### EXERCISE OBJECTIVE
The response must consist of every line of the listing, reproduced verbatim.

### INFORMATION SUPPLIED

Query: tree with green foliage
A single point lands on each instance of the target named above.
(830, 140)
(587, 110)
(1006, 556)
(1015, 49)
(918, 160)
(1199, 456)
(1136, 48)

### EXERCISE SOLUTION
Query: tree with green foliage
A single point lands on each instance of the target named above.
(830, 140)
(587, 110)
(1006, 556)
(1015, 49)
(918, 160)
(1199, 456)
(1136, 48)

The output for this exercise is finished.